TASK DESCRIPTION: The response must contain every record, repeated exactly.

[PROVIDED RECORDS]

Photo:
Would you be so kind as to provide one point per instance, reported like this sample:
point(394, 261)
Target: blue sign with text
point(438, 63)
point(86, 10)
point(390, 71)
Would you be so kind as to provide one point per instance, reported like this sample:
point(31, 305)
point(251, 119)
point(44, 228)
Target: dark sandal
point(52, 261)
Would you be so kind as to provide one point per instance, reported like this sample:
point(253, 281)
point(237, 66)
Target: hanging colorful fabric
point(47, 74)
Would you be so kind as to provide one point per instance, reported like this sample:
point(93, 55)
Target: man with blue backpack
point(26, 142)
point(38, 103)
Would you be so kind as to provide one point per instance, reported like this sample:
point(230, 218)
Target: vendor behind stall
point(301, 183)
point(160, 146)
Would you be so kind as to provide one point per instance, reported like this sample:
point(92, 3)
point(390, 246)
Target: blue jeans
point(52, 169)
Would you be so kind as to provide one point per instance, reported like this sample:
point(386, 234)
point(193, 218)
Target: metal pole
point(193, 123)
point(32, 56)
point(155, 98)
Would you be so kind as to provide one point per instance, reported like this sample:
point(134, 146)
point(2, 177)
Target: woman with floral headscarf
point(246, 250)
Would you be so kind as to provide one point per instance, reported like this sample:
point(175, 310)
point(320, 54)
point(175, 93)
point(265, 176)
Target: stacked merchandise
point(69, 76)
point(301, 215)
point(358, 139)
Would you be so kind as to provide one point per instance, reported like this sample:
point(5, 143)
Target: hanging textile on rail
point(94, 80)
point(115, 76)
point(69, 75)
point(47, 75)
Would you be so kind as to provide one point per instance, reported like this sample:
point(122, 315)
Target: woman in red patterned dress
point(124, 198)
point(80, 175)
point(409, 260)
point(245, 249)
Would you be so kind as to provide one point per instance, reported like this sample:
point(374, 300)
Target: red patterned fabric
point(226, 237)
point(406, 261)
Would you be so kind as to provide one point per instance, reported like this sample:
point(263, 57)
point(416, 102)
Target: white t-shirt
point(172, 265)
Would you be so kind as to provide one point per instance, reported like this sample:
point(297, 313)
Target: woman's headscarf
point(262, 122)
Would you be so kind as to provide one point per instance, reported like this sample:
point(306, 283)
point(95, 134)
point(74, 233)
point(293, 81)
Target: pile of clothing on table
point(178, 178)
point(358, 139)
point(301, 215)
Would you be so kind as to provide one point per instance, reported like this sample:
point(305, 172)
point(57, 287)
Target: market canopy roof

[/PROVIDED RECORDS]

WRITTEN ANSWER:
Photo:
Would you be so kind as to provide one point per instance, reported like this sample:
point(394, 261)
Target: blue sign with text
point(438, 63)
point(86, 10)
point(390, 71)
Would you be so kind as to provide one point per instance, reported like this sample:
point(31, 305)
point(251, 119)
point(44, 228)
Target: dark sandal
point(52, 261)
Would you be so kind as to provide one point per instance, reported like this sample:
point(253, 281)
point(237, 66)
Target: hanging colorful fabric
point(47, 74)
Would you be so kind as to provide one point per instance, reported like this sample:
point(93, 55)
Target: man with blue backpack
point(26, 142)
point(38, 103)
Would you be so kind as to provide one point per instance, reported like this sample:
point(230, 218)
Target: vendor behind stall
point(301, 183)
point(160, 146)
Would you be so kind as to provide one point per instance, reported like this sample:
point(92, 3)
point(390, 246)
Target: blue jeans
point(52, 169)
Would you be so kind as to provide one point per instance, reported like this sample:
point(386, 234)
point(193, 218)
Target: metal pole
point(193, 123)
point(32, 56)
point(155, 98)
Would you be so kind as to provide one point per instance, reported like this sample:
point(134, 146)
point(2, 177)
Target: woman with floral headscarf
point(246, 250)
Would you be so kind as to provide one point per instance, reported like this sample:
point(175, 310)
point(320, 54)
point(175, 93)
point(265, 176)
Target: stacked merchandise
point(69, 76)
point(301, 215)
point(358, 139)
Would you be so kind as to provide one point per instance, reported like this sample:
point(5, 143)
Target: hanging textile on rail
point(94, 80)
point(115, 76)
point(69, 75)
point(47, 75)
Would you be so kind as to provide one point per instance, reported like this sample:
point(122, 315)
Target: woman in red patterned dress
point(124, 198)
point(80, 175)
point(409, 260)
point(245, 249)
Would you be so kind as to provide one point per instance, reported like this sample:
point(374, 300)
Target: red patterned fabric
point(226, 237)
point(406, 261)
Would you be so kind as to provide one point per instance, reported like this sample:
point(263, 57)
point(416, 102)
Target: white t-shirt
point(172, 265)
Would you be so kind as to provide one point per instance, reported like this sample:
point(297, 313)
Target: woman's headscarf
point(262, 122)
Would you be so kind as to provide one point per instance, reported like this sample:
point(306, 283)
point(95, 134)
point(74, 233)
point(293, 81)
Target: pile of clothing on table
point(178, 178)
point(358, 139)
point(301, 215)
Would you be so kind as to provide one point per instance, reported like this sample:
point(305, 172)
point(57, 287)
Target: market canopy roof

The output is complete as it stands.